» Set task:
Put every line of the listing below into a numbered list, leaving out any blank lines.

» Supplied records:
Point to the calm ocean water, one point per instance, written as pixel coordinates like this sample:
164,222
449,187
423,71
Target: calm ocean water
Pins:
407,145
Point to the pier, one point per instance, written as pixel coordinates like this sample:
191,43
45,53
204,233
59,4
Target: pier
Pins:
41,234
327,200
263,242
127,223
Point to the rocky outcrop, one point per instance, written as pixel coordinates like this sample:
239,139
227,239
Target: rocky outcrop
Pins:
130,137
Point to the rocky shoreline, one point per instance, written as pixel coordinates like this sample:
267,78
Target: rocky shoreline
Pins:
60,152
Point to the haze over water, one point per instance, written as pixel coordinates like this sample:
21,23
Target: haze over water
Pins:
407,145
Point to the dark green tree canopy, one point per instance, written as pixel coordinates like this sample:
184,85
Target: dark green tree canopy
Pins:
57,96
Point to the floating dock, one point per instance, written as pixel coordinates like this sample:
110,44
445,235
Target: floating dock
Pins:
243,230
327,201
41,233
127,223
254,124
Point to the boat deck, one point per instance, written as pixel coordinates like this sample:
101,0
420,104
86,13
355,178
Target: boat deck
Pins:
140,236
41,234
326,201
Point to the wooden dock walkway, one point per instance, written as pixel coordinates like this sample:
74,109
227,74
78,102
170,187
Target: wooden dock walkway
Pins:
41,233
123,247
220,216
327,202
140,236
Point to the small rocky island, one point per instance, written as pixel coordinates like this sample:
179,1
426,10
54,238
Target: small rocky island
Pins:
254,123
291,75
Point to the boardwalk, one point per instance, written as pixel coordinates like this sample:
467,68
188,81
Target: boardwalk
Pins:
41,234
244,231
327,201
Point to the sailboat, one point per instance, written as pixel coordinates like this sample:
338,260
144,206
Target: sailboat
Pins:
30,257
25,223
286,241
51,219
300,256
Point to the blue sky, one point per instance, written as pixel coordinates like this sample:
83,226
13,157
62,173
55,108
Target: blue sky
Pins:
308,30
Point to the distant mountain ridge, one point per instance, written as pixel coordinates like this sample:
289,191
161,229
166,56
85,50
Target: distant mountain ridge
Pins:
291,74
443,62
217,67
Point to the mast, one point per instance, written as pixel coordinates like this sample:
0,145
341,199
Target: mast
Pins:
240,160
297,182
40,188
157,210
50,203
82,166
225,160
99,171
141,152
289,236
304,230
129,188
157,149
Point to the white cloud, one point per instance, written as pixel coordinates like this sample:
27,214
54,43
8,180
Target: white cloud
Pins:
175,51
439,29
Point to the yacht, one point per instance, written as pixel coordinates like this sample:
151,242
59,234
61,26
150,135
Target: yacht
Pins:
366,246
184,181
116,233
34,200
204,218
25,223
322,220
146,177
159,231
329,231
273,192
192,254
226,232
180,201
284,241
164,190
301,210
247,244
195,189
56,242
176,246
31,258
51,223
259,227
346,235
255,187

» Problem solution:
1. Point to the calm ocean water, one point per instance, written as pixel coordinates like this sample:
2. 164,222
3. 449,187
4. 423,71
5. Target: calm ocean water
6. Pins:
7. 407,145
8. Point to the pier, one point per instance, written as pixel coordinates like this sample:
9. 191,43
10. 45,53
11. 204,233
12. 59,4
13. Target: pier
14. Pins:
15. 41,234
16. 327,200
17. 263,242
18. 127,223
19. Point to the rocky outcrop, one point per instance, written as pixel coordinates like this sample:
20. 239,139
21. 227,239
22. Target: rocky outcrop
23. Pins:
24. 130,137
25. Point to the rocky shoreline, one point per instance, written as pixel coordinates like this sample:
26. 267,78
27. Target: rocky shoreline
28. Pins:
29. 60,152
30. Point to the haze over water, one point per instance, written as pixel coordinates like this sample:
31. 21,23
32. Target: haze over water
33. Pins:
34. 407,145
35. Point to the dark green tree canopy, one point per instance, written as pixel coordinates like this sample:
36. 184,85
37. Target: dark green tree canopy
38. Pins:
39. 57,96
40. Point to the floating dock, one point per instance, written as pixel coordinates like this sample:
41. 110,44
42. 445,235
43. Target: floating dock
44. Pins:
45. 243,230
46. 327,201
47. 41,233
48. 127,223
49. 254,124
50. Point to the boat deck, one point per instance, written as pixel coordinates like this sample:
51. 101,0
52. 420,104
53. 86,13
54. 355,178
55. Target: boat deck
56. Pins:
57. 140,236
58. 41,234
59. 326,201
60. Point to the wooden dock walkway, one point per instance, written as pixel coordinates like this sample:
61. 74,109
62. 227,74
63. 78,102
64. 170,187
65. Target: wooden dock walkway
66. Pins:
67. 41,233
68. 123,247
69. 220,216
70. 327,202
71. 140,236
72. Point to the small rocky island, one point per instance, written as pixel coordinates like this sample:
73. 179,1
74. 426,10
75. 54,238
76. Target: small rocky island
77. Pins:
78. 254,123
79. 291,75
80. Point to the boardwalk, one point per instance, written as pixel coordinates like this sample:
81. 467,68
82. 188,81
83. Target: boardwalk
84. Pins:
85. 41,234
86. 244,231
87. 327,201
88. Point to the sailboat, one point per instance, written as pixel coordinates like this sample:
89. 338,260
90. 144,206
91. Target: sailboat
92. Pins:
93. 30,257
94. 25,223
95. 286,241
96. 51,219
97. 300,256
98. Point to the blue sky, one point per instance, written as pixel coordinates like this sample:
99. 83,226
100. 13,157
101. 62,173
102. 55,108
103. Target: blue sky
104. Pins:
105. 308,30
106. Point to the distant mountain ridge, one point per instance, written as pixel coordinates like this sample:
107. 289,191
108. 161,229
109. 166,56
110. 85,50
111. Target: distant mountain ridge
112. Pins:
113. 291,74
114. 443,62
115. 217,67
116. Point to the mast, one point per instance, written as pixel coordinates like this sample:
117. 0,145
118. 341,199
119. Target: mast
120. Pins:
121. 240,160
122. 297,182
123. 40,188
124. 157,210
125. 50,203
126. 82,166
127. 225,160
128. 99,171
129. 141,152
130. 289,236
131. 304,230
132. 129,188
133. 157,149
134. Point to the white cloud, one point per instance, written as pixel coordinates like this sample:
135. 27,214
136. 54,43
137. 8,180
138. Target: white cloud
139. Pins:
140. 175,51
141. 439,29
142. Point to the yacht, one point per instance, written as pixel coordinates like this sample:
143. 151,242
144. 59,234
145. 61,26
146. 150,135
147. Target: yacht
148. Pins:
149. 366,246
150. 184,181
151. 116,233
152. 34,200
153. 204,218
154. 25,223
155. 322,220
156. 146,177
157. 159,231
158. 329,231
159. 273,192
160. 192,254
161. 226,232
162. 180,201
163. 284,241
164. 164,190
165. 301,210
166. 247,244
167. 195,189
168. 56,242
169. 176,246
170. 31,258
171. 51,223
172. 259,227
173. 346,235
174. 255,187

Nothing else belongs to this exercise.